Dataset entries
= = =
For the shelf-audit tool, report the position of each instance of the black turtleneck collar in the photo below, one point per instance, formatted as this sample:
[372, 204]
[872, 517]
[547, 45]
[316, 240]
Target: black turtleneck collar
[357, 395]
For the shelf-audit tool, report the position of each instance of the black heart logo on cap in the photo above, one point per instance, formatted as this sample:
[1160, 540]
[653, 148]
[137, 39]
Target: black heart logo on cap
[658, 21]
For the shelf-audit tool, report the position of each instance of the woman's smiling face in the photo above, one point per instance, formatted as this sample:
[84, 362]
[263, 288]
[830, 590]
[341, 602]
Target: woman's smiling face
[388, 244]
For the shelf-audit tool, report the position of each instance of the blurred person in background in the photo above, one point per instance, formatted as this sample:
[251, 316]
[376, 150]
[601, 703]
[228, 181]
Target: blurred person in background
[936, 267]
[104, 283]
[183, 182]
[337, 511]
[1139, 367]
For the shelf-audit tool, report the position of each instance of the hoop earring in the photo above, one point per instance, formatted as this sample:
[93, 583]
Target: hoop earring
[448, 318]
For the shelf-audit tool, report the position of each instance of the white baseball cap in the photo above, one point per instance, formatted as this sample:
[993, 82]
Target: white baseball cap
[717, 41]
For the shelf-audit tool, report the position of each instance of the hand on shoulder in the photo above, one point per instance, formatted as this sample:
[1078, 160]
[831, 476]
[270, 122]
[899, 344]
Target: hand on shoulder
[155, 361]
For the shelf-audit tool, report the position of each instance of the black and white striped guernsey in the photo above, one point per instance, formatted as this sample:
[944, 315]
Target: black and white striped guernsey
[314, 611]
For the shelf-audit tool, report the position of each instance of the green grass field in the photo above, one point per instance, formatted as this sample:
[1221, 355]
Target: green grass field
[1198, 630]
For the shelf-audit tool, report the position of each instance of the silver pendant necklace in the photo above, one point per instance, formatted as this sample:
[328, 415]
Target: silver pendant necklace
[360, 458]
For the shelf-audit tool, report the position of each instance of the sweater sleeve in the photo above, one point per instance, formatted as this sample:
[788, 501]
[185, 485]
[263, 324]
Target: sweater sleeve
= = =
▸ **WHAT THIS TASK INVOLVES**: Only one number is wanted: how many lines of the data above include the word "sweater".

▸ **ANSWER FOR THIS EXERCISE**: 2